* _Source passage_:
[Begin]

Trump is the Great Disrupter of the post-Cold War order. His second administration will launch US politics into its own version of the Attitude Era. The outgoing reign of the baby boomers, where corporate elites operated in the shadows and powder-puffed TV anchors ran cover for them, is now little more than a zombie industry.
In less than a decade, Trump has accelerated the Democratic Party-aligned legacy media’s slide into the dustbin of history. What’s replaced it is a chaotic information ecosystem fueled by YouTubers, Substacks, and citizen-journalist bloggers — some of whom are infinitely more honest and insightful than the New York Times or cable news networks ever were. Yet, many have already proven to be just as propagandistic, and some are dangerously unhinged.
Get ready. A crumbling fortress hides its darkest treasures deep, and strange things always unfold in moments of historic transition. This new epoch of American politics will be markedly less predictable than what preceded it, and — much like the performances of Mick Foley’s “Mankind” character — frequently unsettling.

[End]

* _Record set_:

[Begin]

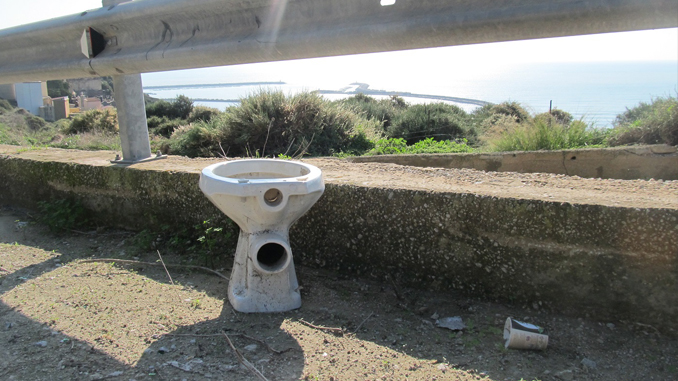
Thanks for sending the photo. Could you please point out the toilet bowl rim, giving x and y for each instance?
(302, 184)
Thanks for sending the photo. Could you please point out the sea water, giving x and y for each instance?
(593, 91)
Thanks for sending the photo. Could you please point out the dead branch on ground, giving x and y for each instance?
(131, 262)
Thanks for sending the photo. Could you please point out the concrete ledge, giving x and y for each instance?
(607, 262)
(625, 163)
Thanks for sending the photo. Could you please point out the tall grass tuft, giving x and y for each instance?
(545, 134)
(438, 120)
(269, 123)
(396, 146)
(647, 123)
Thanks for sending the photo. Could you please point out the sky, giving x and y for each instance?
(650, 45)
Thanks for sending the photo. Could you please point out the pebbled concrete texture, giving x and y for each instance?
(625, 163)
(610, 263)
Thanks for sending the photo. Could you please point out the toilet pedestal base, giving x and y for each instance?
(263, 277)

[End]

* _Objective 1_: Sum up the commentary on Trump in two sentences.
* _Objective 2_: Write the next paragraph of the commentary on Trump, picking up after its final sentence.
The listing has nothing to do with the commentary on Trump.

* _Task output 1_: The commentary argues that Trump has disrupted the post-Cold War order and sped the fall of the Democratic Party-aligned legacy media, which has been replaced by a chaotic mix of YouTubers, Substacks, and citizen-journalist bloggers, some more honest than the old outlets and others propagandistic or dangerously unhinged. It warns that his second administration will bring a less predictable and often unsettling era of American politics.

* _Task output 2_:
The comforting archetypes of American “democratic” statecraft have given way to a murky new reality where every motive is questioned and every performance is suspect. This transition, like wrestling’s Attitude Era, will be both shocking and exhilarating, often at the same time. It will force us to grapple with difficult truths about the origins and alignments of institutions we once trusted.
Will this transformation renew America’s democratic spirit or hasten its collapse? The answer remains unclear, but one thing is certain. For the fakers, there’s no longer any curtain to hide behind. The trick has been exposed, and the audience grows restless.